Ignition system

The present invention is an ignition device comprising a circuit for generating an ignition signal in synchronism with the revolutions of an engine, a circuit for inhibiting an igniting operation, a circuit for detecting the starting state of the engine, and a circuit for interrupting the operation of the inhibiting circuit upon detection of such starting state.

FIELD OF THE INVENTION 
The present invention relates to an ignition device comprising a circuit 
for generating an ignition signal in synchronism with the revolutions of 
an engine, a circuit for inhibiting an igniting operation, a circuit for 
detecting the starting state of the engine, and a circuit for interrupting 
the operation of the inhibiting circuit upon detecton of such starting 
state.

DATA SECTION:
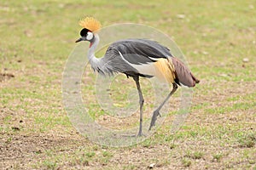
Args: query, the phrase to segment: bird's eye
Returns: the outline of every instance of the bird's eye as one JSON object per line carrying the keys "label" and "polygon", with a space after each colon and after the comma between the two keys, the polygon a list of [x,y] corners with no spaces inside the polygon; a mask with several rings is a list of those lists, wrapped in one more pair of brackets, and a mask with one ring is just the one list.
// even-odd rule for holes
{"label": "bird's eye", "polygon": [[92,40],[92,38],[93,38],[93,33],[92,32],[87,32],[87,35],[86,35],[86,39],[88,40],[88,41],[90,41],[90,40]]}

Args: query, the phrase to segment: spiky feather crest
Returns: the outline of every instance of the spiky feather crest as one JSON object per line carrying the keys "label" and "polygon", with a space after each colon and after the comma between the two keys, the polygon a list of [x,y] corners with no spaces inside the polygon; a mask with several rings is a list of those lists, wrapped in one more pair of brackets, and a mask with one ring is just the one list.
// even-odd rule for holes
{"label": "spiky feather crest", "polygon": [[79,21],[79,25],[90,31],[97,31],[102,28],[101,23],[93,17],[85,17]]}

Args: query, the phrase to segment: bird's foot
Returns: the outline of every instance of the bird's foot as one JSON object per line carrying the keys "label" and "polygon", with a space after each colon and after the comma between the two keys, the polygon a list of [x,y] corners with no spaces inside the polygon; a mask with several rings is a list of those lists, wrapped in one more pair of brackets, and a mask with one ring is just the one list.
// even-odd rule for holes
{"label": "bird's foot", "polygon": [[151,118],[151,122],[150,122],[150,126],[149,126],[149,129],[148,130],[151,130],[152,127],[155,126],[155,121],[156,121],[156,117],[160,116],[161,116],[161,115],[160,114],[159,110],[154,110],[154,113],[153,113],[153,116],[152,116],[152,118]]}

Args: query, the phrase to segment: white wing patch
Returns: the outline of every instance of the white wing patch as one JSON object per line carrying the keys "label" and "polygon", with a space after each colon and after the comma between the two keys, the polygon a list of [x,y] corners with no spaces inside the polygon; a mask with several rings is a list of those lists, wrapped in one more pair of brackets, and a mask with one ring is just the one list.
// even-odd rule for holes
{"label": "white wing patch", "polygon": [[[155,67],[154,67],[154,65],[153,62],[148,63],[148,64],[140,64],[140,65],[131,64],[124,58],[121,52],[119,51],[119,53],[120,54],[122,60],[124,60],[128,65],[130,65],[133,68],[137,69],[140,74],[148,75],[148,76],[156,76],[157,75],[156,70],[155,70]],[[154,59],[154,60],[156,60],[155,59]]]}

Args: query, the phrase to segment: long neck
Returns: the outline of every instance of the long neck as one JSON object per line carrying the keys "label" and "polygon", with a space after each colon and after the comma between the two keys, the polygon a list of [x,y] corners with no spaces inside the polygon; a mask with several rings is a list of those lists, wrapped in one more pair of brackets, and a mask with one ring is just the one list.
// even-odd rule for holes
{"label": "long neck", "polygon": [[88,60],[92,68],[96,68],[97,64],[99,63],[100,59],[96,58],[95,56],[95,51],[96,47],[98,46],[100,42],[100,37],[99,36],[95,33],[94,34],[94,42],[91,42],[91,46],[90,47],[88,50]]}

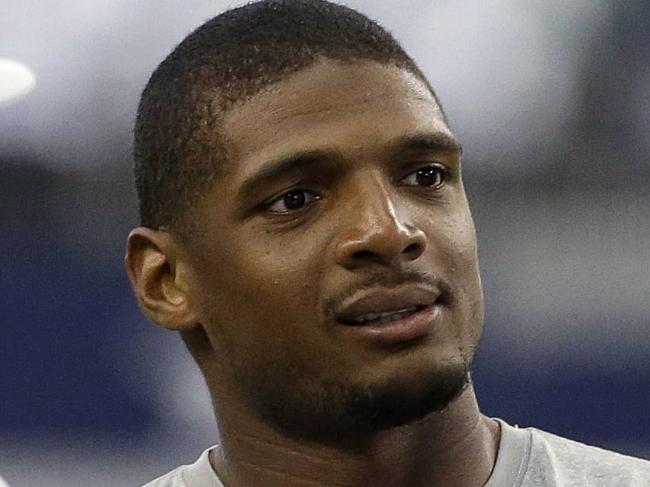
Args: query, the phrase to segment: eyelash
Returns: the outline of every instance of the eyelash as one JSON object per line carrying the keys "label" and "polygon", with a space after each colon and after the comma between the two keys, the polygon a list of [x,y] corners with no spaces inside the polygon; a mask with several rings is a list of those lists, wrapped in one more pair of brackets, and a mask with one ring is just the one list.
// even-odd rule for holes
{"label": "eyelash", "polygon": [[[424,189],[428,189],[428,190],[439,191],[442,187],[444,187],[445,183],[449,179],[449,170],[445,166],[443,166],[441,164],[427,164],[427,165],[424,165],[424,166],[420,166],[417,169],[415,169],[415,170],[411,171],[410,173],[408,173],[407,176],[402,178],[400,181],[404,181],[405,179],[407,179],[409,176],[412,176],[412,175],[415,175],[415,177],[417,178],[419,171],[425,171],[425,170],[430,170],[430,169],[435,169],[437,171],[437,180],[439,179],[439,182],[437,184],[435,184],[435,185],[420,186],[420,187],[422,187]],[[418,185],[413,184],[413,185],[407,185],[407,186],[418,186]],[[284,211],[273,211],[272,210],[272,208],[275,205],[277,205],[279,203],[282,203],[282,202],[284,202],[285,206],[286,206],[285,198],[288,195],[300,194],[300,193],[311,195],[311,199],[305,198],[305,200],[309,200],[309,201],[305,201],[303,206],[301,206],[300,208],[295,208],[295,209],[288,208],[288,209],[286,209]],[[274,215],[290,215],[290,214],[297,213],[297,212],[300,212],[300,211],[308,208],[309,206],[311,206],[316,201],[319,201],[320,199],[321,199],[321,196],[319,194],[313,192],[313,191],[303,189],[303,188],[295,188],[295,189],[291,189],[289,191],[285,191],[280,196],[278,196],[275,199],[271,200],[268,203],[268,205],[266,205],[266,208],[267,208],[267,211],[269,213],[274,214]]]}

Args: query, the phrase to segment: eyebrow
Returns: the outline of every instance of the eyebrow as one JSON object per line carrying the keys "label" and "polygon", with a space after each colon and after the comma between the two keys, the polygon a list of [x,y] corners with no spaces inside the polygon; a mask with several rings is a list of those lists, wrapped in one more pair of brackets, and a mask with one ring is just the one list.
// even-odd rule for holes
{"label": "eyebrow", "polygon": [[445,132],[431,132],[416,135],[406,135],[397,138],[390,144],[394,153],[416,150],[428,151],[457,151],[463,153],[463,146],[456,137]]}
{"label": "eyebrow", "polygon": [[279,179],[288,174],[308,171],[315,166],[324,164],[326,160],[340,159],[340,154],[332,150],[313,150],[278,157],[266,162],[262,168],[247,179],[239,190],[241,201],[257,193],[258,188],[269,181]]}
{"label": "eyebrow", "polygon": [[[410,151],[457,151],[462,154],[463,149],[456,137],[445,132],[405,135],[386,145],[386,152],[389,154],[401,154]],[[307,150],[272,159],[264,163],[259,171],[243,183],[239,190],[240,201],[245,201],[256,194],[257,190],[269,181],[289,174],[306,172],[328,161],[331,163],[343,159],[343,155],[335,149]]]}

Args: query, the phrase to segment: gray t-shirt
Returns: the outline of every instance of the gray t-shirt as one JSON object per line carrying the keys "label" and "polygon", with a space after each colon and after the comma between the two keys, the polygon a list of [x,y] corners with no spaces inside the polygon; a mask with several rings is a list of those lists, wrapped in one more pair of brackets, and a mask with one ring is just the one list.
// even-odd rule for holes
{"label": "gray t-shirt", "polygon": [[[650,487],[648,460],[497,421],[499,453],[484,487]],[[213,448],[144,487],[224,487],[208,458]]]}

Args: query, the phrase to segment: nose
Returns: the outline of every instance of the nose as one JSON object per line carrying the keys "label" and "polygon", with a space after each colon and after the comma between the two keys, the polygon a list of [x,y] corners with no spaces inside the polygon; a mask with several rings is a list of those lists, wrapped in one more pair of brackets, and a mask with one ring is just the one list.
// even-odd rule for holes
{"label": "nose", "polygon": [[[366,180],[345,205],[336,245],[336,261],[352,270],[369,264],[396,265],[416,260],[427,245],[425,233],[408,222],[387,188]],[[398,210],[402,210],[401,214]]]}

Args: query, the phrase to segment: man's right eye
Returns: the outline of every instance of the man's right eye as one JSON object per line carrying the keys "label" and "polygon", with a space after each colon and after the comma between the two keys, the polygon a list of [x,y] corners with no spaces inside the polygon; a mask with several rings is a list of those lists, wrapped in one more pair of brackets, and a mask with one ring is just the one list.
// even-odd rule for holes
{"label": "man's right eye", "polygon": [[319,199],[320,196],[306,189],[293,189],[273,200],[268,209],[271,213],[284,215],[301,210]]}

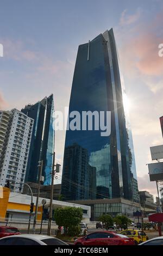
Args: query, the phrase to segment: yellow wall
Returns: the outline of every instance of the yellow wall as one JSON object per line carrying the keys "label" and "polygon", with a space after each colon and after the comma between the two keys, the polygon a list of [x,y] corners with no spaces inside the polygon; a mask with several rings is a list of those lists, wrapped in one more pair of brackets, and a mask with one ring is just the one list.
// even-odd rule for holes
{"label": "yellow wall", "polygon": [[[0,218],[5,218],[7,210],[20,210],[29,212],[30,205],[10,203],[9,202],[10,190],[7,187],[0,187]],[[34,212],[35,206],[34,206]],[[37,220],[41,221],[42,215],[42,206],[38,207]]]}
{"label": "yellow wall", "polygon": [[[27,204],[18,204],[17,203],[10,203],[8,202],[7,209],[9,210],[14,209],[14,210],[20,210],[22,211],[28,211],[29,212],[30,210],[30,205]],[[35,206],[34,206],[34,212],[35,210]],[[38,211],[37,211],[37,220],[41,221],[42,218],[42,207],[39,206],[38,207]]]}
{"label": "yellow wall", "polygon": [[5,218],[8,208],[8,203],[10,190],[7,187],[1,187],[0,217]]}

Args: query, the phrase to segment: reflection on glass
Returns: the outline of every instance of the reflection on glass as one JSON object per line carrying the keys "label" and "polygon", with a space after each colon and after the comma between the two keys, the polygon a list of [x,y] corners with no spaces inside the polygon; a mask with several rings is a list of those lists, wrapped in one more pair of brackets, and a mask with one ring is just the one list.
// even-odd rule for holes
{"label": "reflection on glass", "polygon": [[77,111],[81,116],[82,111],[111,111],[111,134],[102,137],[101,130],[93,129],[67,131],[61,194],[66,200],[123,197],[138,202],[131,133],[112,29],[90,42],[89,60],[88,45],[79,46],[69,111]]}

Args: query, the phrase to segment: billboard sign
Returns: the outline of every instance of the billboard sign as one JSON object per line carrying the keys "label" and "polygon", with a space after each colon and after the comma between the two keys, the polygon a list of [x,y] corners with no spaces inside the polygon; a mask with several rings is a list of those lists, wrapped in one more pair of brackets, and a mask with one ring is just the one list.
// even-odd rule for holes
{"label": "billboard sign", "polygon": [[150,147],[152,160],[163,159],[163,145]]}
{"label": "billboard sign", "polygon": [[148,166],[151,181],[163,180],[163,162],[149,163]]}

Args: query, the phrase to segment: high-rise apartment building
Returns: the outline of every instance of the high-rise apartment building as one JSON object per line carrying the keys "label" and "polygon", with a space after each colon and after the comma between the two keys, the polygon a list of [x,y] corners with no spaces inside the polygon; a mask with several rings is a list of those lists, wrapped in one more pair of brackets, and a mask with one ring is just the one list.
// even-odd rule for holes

INSTRUCTIONS TO FOLLOW: Write out the ignition system passage at the top again in full, word for word and with the same line breaks.

THE REPLY:
Ignition system

The present invention is an ignition device comprising a circuit for generating an ignition signal in synchronism with the revolutions of an engine, a circuit for inhibiting an igniting operation, a circuit for detecting the starting state of the engine, and a circuit for interrupting the operation of the inhibiting circuit upon detection of such starting state.

FIELD OF THE INVENTION 
The present invention relates to an ignition device comprising a circuit 
for generating an ignition signal in synchronism with the revolutions of 
an engine, a circuit for inhibiting an igniting operation, a circuit for 
detecting the starting state of the engine, and a circuit for interrupting 
the operation of the inhibiting circuit upon detecton of such starting 
state.